(Data in this exercise begins)
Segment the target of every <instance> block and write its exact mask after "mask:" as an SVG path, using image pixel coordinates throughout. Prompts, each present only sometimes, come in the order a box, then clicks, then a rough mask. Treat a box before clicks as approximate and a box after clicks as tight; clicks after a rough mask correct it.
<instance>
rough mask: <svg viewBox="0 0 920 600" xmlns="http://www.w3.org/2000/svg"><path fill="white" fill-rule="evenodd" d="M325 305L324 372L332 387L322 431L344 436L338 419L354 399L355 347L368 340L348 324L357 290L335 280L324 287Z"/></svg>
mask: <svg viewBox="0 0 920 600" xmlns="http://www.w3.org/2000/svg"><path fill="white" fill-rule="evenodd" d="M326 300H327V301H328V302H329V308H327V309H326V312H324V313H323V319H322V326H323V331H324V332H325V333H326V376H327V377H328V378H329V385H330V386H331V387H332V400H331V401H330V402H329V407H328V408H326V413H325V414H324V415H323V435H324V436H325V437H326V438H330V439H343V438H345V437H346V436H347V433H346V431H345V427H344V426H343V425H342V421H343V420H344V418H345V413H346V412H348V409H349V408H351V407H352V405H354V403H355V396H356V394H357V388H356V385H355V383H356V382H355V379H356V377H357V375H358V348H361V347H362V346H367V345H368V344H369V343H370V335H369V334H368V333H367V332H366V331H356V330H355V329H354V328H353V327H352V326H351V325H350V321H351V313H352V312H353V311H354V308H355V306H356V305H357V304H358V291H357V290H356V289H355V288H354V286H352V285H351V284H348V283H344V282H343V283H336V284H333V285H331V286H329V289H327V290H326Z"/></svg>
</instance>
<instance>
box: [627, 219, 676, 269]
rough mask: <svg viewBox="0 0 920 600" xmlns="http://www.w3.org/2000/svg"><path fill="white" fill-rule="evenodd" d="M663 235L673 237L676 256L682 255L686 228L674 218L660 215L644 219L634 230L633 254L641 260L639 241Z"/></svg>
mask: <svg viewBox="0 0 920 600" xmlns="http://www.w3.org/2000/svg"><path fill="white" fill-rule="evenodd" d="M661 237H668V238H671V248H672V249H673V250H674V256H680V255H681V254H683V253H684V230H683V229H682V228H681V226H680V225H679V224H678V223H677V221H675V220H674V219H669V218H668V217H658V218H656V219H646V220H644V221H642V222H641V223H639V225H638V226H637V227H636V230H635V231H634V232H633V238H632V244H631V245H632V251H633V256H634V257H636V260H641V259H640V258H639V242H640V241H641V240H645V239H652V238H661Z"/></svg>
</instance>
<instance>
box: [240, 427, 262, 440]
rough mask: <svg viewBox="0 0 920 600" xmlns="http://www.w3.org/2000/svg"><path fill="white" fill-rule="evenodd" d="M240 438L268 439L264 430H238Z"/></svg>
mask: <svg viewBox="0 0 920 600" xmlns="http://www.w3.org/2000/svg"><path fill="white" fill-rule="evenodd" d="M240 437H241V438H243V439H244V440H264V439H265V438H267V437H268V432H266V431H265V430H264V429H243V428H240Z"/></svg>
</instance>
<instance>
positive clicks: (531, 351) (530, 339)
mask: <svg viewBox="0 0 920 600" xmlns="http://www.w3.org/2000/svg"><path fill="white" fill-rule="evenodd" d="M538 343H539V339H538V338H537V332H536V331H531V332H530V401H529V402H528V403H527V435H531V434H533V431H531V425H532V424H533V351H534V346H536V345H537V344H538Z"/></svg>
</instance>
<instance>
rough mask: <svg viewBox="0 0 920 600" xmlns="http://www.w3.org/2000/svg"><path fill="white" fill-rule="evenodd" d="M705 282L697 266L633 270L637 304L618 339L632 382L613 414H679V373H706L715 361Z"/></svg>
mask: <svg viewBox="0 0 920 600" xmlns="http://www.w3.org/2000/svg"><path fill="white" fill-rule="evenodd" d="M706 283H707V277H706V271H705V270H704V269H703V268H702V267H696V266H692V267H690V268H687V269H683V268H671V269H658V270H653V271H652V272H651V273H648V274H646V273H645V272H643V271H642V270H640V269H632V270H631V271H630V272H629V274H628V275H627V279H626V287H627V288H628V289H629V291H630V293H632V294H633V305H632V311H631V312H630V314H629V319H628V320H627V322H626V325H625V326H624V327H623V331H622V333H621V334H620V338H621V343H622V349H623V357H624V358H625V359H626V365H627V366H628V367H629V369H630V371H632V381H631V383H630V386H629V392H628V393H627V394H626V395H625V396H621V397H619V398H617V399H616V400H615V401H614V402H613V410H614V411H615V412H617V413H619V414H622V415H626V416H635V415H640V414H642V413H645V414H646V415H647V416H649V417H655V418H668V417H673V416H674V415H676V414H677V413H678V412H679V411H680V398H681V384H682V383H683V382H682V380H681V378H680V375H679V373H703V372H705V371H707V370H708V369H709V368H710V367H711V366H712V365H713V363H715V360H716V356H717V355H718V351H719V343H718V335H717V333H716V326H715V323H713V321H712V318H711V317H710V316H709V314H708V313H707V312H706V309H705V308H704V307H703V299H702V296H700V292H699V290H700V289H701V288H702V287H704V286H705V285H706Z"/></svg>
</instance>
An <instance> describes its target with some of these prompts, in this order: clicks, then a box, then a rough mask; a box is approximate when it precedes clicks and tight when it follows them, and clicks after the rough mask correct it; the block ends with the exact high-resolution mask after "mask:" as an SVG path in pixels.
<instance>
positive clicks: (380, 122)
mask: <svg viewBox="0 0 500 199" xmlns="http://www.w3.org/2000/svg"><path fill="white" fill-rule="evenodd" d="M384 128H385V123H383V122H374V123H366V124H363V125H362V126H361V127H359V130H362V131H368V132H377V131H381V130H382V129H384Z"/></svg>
(Data in this exercise ends)
# What you need to do:
Retype all of the material above. Do not alter a single word.

# Task answer:
Segment the target of every <instance> block and write its exact mask after "mask:" as an SVG path, using image pixel coordinates throughout. Prompts, each present only sometimes, come in the order a box, then clicks, then a rough mask. Treat a box before clicks as approximate and a box after clicks as tight; clicks after a rough mask correct it.
<instance>
rough mask: <svg viewBox="0 0 920 600" xmlns="http://www.w3.org/2000/svg"><path fill="white" fill-rule="evenodd" d="M325 305L324 372L332 387L322 431L344 436L338 419L354 399L355 347L368 340L348 324L357 290L335 280L324 287Z"/></svg>
mask: <svg viewBox="0 0 920 600" xmlns="http://www.w3.org/2000/svg"><path fill="white" fill-rule="evenodd" d="M326 300H327V301H328V302H329V308H327V309H326V312H324V313H323V319H322V326H323V331H324V332H325V333H326V376H327V377H328V378H329V385H330V386H331V387H332V400H331V401H330V402H329V407H328V408H326V413H325V414H324V415H323V435H324V436H325V437H326V438H330V439H343V438H345V437H346V436H347V433H346V431H345V427H344V426H343V425H342V421H343V420H344V418H345V413H346V412H348V409H349V408H351V407H352V405H354V403H355V396H356V394H357V388H356V385H355V383H356V382H355V379H356V377H357V375H358V348H361V347H362V346H367V345H368V344H369V343H370V335H369V334H368V333H367V332H366V331H356V330H355V329H354V328H353V327H352V326H351V325H350V321H351V313H352V312H353V311H354V308H355V306H356V305H357V304H358V291H357V290H356V289H355V288H354V286H352V285H351V284H348V283H344V282H343V283H336V284H333V285H331V286H329V289H327V290H326Z"/></svg>
</instance>
<instance>
box: [627, 219, 676, 269]
rough mask: <svg viewBox="0 0 920 600" xmlns="http://www.w3.org/2000/svg"><path fill="white" fill-rule="evenodd" d="M663 235L673 237L676 256L682 255L686 228L674 218L660 215L644 219L634 230L633 254L641 260L639 241Z"/></svg>
mask: <svg viewBox="0 0 920 600" xmlns="http://www.w3.org/2000/svg"><path fill="white" fill-rule="evenodd" d="M661 237H668V238H671V248H672V249H673V250H674V256H680V255H681V254H683V253H684V230H683V229H682V228H681V226H680V225H679V224H678V223H677V221H675V220H674V219H669V218H668V217H658V218H656V219H646V220H644V221H642V222H641V223H639V225H638V226H637V227H636V230H635V231H634V232H633V238H632V244H631V245H632V251H633V256H634V257H636V260H641V259H640V258H639V242H640V241H641V240H645V239H652V238H661Z"/></svg>
</instance>
<instance>
box: [240, 427, 262, 440]
rough mask: <svg viewBox="0 0 920 600" xmlns="http://www.w3.org/2000/svg"><path fill="white" fill-rule="evenodd" d="M240 438L268 439L264 430H238Z"/></svg>
mask: <svg viewBox="0 0 920 600" xmlns="http://www.w3.org/2000/svg"><path fill="white" fill-rule="evenodd" d="M240 437H241V438H243V439H244V440H264V439H265V438H267V437H268V432H266V431H265V430H264V429H243V428H240Z"/></svg>
</instance>
<instance>
positive clicks: (531, 351) (530, 339)
mask: <svg viewBox="0 0 920 600" xmlns="http://www.w3.org/2000/svg"><path fill="white" fill-rule="evenodd" d="M538 343H539V339H538V338H537V332H536V331H531V332H530V401H529V402H528V403H527V435H531V434H533V431H531V425H532V424H533V351H534V346H536V345H537V344H538Z"/></svg>
</instance>
<instance>
rough mask: <svg viewBox="0 0 920 600" xmlns="http://www.w3.org/2000/svg"><path fill="white" fill-rule="evenodd" d="M705 282L697 266L633 270L637 304L618 339L632 382L613 414H679V373H706L715 361Z"/></svg>
mask: <svg viewBox="0 0 920 600" xmlns="http://www.w3.org/2000/svg"><path fill="white" fill-rule="evenodd" d="M706 283H707V277H706V271H705V270H704V269H703V268H702V267H696V266H692V267H690V268H687V269H683V268H671V269H658V270H653V271H652V272H651V273H648V274H646V273H645V272H643V271H642V270H640V269H632V270H631V271H630V272H629V274H628V275H627V279H626V287H627V288H628V289H629V291H630V293H632V294H633V305H632V311H631V312H630V314H629V319H628V320H627V322H626V325H625V326H624V327H623V331H622V333H621V334H620V338H621V343H622V349H623V357H624V358H625V359H626V365H627V366H628V367H629V369H630V371H632V381H631V383H630V386H629V392H628V393H627V394H626V395H625V396H621V397H619V398H617V399H616V400H615V401H614V402H613V410H614V411H615V412H617V413H619V414H622V415H626V416H635V415H640V414H642V413H645V414H646V415H647V416H649V417H655V418H668V417H673V416H674V415H676V414H677V413H678V412H679V411H680V398H681V384H682V383H683V382H682V380H681V378H680V375H679V373H703V372H705V371H707V370H708V369H709V368H710V367H711V366H712V365H713V363H715V360H716V356H717V355H718V351H719V343H718V335H717V333H716V326H715V323H713V321H712V318H711V317H710V316H709V314H708V313H707V312H706V309H705V308H704V307H703V299H702V296H700V292H699V290H700V289H701V288H702V287H704V286H705V285H706Z"/></svg>
</instance>
An <instance> describes its target with some of these prompts, in this order: clicks, then a box, then a rough mask; a box is approximate when it precedes clicks and tight when it follows them, and clicks after the rough mask correct it; the block ends with the exact high-resolution mask after "mask:" as an SVG path in pixels.
<instance>
positive clicks: (380, 122)
mask: <svg viewBox="0 0 500 199" xmlns="http://www.w3.org/2000/svg"><path fill="white" fill-rule="evenodd" d="M384 128H385V123H383V122H374V123H366V124H363V125H362V126H361V127H359V130H362V131H368V132H377V131H381V130H382V129H384Z"/></svg>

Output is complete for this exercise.